→ **Tasks to perform**:
- a) Translate this sentence from the blog post on rereading into Spanish: "More than ever, I’m reading what I’ve already read."
- b) Reproduce everything in the blog post on rereading from "Thanks so much" down to "of such resolutions.", without any changes.
─── Source document
Sunday, July 01, 2012

`Not to Be Peevish or Morose, or Suspicious'

A middle-aged reader in Manhattan says he once devoted most of his reading life to fiction, starting with the great realists of the nineteenth century. Now he seldom reads contemporary novels and has spent the last several years among the Greeks and Romans, supplementing them with history and eighteenth-century fiction. He enjoys reading the books assigned to his two teenage daughters in school, “everything from Macbeth to A Confederacy of Dunces.” He writes:

“As I have gotten older I am more aware that I have only so much time left in life to read, so I try to be more thoughtful with my selections. I gave up most magazine reading years ago; even though there was plenty of interesting and well written material, it really took away from more substantive book reading. The internet poses a similar challenge.”
Except for the teenage daughters, his experience resembles mine, and I suspect other dedicated readers who are no longer children will sense a similar kinship. I read less for diversion or entertainment and more  to learn something, in Kenneth Burke’s sense of books as “equipment for living.” Along with the dawning awareness that time is short and I don’t want to squander it, there’s a growing reliance on authors and books that have already proven themselves worthy of my time. More than ever, I’m reading what I’ve already read. I’m less likely to venture into uncharted territory, especially among contemporaries. One rereads not merely a book but the former selves who read it before. This can be amusing, sometimes nostalgic, often humbling. As one ages, one ought to become a better reader, with more experience and judgment to draw upon. In “The Constant Rereader’s Five-Foot Shelf” (Innocent Bystander: The Scene from the 70s), L.E. Sissman writes:
“A list of books that you reread is like a clearing in the forest: a level, clean, well-lighted place where you set down your burdens and set up your home, your identity, your concerns, your continuity in a world that is at best indifferent, at worst malign.”
It’s chastening to remember that Sissman, a wonderful poet and essayist, was forty-eight, eleven years my junior, when cancer killed him. Two of the books I’m now reading I’ve read before – The Drapier’s Letters by Swift and The Unity of Philosophical Experience by √Čtienne Gilson. From both I’m profiting more than in the past. Both have a newfound inevitability about them, and I sense I’m finally reading them appropriately, at the right time. In a 1931 essay, “Charles Whibley,” T.S. Eliot writes:
“Those persons who are drawn by the powerful attraction of Jonathan Swift read and re-read with enchanted delight The Drapier’s Letters; and these letters are journalism according to my hint of a definition, if anything is. But The Drapier’s Letters are such an important item now in English letters, so essential to anyone who would be well read in the literature of England [and Ireland], that we ignore the accident by which we still read them.”
The evolution of my reading life, my growing distrust of novelty and desire for reacquaintance, leave me suspicious of my true motives. Am I growing timid? Hidebound? Less adventuresome? Categorically suspicious of the new? At the age of thirty-two, Swift wrote a list of resolutions for his dotage, “When I Come to Be Old.” Among them are:
“-Not to be peevish or morose, or suspicious.”
“-Not to be over severe with young People, but give Allowances for their youthfull follyes and weaknesses.”


Helen Pinkerton said...

Thanks so much for the Sissman quotation. It is just right about rereading books such as James's "Portrait of a Lady" and "The Bostonians." Not to mention Gilson's "Unity of Philosophical Experience." And long poems, such as E. A. Robinson's "Rembrandt to Rembrandt."

George said...

I can't help thinking how much poorer English literature might have been had Swift kept to the spirit of such resolutions.
──────
─── Dataset entries
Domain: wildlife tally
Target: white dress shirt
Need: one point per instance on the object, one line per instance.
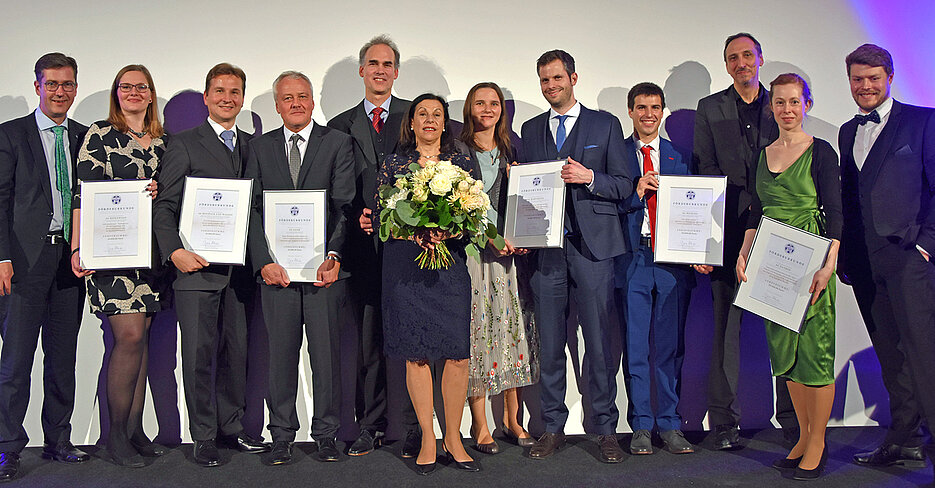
(654, 156)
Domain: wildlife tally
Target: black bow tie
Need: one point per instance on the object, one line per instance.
(871, 117)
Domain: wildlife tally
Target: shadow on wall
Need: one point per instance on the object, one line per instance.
(341, 87)
(687, 83)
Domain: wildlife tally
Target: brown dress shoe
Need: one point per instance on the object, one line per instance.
(610, 449)
(547, 444)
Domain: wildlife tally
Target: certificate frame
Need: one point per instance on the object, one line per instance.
(747, 298)
(89, 252)
(553, 233)
(668, 197)
(319, 201)
(243, 189)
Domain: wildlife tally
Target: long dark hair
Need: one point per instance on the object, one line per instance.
(501, 135)
(407, 139)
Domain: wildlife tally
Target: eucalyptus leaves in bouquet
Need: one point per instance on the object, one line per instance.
(438, 197)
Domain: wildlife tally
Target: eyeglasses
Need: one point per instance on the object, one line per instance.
(128, 87)
(52, 86)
──────
→ **Written answers**:
- a) Más que nunca, estoy leyendo lo que ya he leído.

- b)
Thanks so much for the Sissman quotation. It is just right about rereading books such as James's "Portrait of a Lady" and "The Bostonians." Not to mention Gilson's "Unity of Philosophical Experience." And long poems, such as E. A. Robinson's "Rembrandt to Rembrandt."

George said...

I can't help thinking how much poorer English literature might have been had Swift kept to the spirit of such resolutions.